__Task statement__
Starting with the line that contains "Locate the pink", set down each line through the end of the entries below, exactly and with nothing added.

***

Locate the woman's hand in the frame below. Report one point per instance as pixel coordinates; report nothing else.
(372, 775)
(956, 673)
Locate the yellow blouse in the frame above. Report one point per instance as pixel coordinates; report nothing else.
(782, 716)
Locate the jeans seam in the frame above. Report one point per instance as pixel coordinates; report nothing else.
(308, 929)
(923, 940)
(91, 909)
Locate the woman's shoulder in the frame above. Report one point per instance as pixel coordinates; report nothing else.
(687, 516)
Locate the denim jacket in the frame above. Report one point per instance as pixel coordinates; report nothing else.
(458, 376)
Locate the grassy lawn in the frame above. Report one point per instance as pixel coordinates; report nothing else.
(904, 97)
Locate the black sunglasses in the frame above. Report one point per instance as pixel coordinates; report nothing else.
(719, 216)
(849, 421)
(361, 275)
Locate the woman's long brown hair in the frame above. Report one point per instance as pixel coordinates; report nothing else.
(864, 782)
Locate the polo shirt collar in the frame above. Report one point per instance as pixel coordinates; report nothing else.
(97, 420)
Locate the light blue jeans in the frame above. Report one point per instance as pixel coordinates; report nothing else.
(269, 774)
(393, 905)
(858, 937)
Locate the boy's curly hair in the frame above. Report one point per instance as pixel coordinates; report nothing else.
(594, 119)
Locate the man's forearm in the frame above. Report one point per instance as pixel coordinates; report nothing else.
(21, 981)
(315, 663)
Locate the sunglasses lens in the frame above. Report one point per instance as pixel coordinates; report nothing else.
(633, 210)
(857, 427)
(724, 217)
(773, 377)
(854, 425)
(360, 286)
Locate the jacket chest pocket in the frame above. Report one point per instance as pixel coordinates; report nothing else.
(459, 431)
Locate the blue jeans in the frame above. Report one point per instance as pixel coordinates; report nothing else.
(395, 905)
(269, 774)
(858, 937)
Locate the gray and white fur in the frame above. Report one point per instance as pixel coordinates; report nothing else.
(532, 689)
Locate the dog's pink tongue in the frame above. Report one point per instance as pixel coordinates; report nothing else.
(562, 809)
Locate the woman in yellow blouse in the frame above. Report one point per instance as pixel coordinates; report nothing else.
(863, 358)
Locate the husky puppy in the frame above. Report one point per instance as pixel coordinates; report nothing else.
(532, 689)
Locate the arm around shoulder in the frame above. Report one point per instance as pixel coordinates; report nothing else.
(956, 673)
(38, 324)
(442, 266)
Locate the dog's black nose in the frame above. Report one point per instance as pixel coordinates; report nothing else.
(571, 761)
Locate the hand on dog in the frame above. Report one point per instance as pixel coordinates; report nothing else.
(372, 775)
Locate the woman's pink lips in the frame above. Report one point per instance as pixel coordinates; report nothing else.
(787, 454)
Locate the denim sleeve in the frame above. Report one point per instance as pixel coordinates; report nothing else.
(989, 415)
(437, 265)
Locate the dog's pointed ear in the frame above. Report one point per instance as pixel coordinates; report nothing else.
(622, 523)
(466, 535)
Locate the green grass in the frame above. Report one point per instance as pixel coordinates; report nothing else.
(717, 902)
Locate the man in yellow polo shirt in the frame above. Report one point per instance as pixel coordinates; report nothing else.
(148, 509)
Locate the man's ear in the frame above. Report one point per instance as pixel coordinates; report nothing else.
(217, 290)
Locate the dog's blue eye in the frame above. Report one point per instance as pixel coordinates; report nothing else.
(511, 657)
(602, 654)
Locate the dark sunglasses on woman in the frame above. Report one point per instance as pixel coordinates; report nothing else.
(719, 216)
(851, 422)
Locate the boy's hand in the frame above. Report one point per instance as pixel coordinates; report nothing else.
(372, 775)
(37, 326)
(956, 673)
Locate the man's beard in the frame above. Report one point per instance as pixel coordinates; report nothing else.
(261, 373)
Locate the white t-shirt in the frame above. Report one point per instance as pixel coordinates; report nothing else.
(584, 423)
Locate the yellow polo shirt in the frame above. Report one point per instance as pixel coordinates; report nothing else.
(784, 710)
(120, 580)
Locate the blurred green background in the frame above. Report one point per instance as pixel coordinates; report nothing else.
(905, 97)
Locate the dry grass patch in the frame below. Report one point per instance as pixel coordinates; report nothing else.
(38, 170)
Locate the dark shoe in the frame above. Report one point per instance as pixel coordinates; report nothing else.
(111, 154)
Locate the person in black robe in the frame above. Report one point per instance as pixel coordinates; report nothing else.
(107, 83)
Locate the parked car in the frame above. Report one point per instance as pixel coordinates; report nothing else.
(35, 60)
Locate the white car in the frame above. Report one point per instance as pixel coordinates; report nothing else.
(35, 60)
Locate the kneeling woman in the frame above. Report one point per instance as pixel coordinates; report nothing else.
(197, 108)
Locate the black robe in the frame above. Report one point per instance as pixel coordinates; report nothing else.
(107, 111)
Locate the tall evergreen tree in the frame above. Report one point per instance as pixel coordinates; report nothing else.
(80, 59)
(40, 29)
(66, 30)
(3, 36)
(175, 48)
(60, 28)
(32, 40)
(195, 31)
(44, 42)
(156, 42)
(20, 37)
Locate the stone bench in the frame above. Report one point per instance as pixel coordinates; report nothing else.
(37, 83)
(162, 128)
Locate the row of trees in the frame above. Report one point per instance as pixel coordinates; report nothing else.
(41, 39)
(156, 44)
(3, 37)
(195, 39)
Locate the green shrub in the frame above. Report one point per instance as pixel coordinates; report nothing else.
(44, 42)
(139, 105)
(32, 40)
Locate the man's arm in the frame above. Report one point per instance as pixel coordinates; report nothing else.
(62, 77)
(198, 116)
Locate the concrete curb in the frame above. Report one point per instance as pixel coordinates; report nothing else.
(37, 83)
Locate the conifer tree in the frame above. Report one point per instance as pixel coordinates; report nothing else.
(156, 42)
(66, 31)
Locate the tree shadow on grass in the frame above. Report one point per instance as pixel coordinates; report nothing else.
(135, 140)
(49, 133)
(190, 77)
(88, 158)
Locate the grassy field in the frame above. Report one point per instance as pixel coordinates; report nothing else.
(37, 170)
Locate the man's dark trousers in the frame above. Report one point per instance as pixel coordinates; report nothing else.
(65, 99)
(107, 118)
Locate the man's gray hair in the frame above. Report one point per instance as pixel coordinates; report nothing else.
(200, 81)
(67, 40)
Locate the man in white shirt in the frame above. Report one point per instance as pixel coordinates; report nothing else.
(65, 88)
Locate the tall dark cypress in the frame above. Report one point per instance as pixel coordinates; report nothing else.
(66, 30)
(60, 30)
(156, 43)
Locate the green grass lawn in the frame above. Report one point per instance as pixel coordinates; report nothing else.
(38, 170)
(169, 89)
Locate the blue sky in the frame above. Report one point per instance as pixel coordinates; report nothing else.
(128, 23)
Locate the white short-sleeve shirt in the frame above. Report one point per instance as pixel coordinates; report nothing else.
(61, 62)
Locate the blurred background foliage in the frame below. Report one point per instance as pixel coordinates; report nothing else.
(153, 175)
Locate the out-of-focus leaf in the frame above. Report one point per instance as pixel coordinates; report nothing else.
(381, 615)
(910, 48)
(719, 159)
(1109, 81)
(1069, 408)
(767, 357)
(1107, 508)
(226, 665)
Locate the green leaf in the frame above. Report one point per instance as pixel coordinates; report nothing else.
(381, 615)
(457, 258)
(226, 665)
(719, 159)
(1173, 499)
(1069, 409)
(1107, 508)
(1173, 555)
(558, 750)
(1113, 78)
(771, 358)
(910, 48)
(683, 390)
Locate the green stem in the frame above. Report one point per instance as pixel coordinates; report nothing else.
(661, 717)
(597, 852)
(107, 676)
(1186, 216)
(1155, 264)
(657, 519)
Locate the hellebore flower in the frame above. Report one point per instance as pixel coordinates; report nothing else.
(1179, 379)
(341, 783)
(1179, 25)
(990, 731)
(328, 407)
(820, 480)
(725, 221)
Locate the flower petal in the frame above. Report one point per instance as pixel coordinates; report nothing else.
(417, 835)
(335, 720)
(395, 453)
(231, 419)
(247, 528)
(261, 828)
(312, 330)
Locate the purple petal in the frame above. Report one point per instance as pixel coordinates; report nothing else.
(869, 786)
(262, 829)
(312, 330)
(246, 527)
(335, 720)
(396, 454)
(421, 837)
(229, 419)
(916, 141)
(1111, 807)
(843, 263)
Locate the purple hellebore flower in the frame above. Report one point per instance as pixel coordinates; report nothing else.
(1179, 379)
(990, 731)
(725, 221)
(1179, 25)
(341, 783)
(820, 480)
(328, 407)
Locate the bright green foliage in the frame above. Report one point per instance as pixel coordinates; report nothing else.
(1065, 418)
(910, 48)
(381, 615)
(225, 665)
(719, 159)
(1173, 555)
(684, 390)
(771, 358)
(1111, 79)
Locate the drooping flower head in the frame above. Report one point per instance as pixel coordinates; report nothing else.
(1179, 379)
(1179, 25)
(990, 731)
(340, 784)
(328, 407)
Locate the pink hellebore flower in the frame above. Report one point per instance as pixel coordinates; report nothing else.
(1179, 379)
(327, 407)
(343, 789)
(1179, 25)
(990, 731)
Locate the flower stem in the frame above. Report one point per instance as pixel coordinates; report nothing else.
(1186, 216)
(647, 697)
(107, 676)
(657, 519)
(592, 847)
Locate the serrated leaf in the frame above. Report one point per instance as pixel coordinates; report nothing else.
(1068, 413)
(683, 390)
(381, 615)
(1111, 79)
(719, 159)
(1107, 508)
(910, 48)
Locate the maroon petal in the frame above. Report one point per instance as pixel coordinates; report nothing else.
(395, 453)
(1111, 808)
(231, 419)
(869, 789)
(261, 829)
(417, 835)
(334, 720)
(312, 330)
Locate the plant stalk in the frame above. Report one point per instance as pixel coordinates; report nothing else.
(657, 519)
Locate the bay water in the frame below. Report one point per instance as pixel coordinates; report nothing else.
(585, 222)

***

__Solution__
Locate the pink hellebore flower in the frame above. Report one point per instance as pixel coordinates; report nothing else.
(1179, 379)
(327, 407)
(343, 789)
(1179, 25)
(990, 731)
Locate the flower stem in the frame above. Report one point per instance as pixel coordinates; report nothing else.
(1186, 216)
(647, 697)
(107, 676)
(657, 519)
(592, 847)
Locate the serrated leaf in the frame above. Report one point per instance as pixel coordinates; report nothing else.
(1068, 413)
(683, 390)
(381, 615)
(1111, 79)
(719, 159)
(1107, 508)
(910, 48)
Locate the maroon petal in the frame above. Report one point per instance as pixel coordinates; report nothing else.
(395, 453)
(1111, 808)
(231, 419)
(869, 789)
(261, 829)
(417, 835)
(334, 720)
(312, 330)
Locate the plant stalk in the frame above. Report one point per instance as pixel coordinates; report nothing else.
(657, 519)
Locate the bay water in the frame below. Report one point per instance as pixel coordinates; report nothing else.
(585, 222)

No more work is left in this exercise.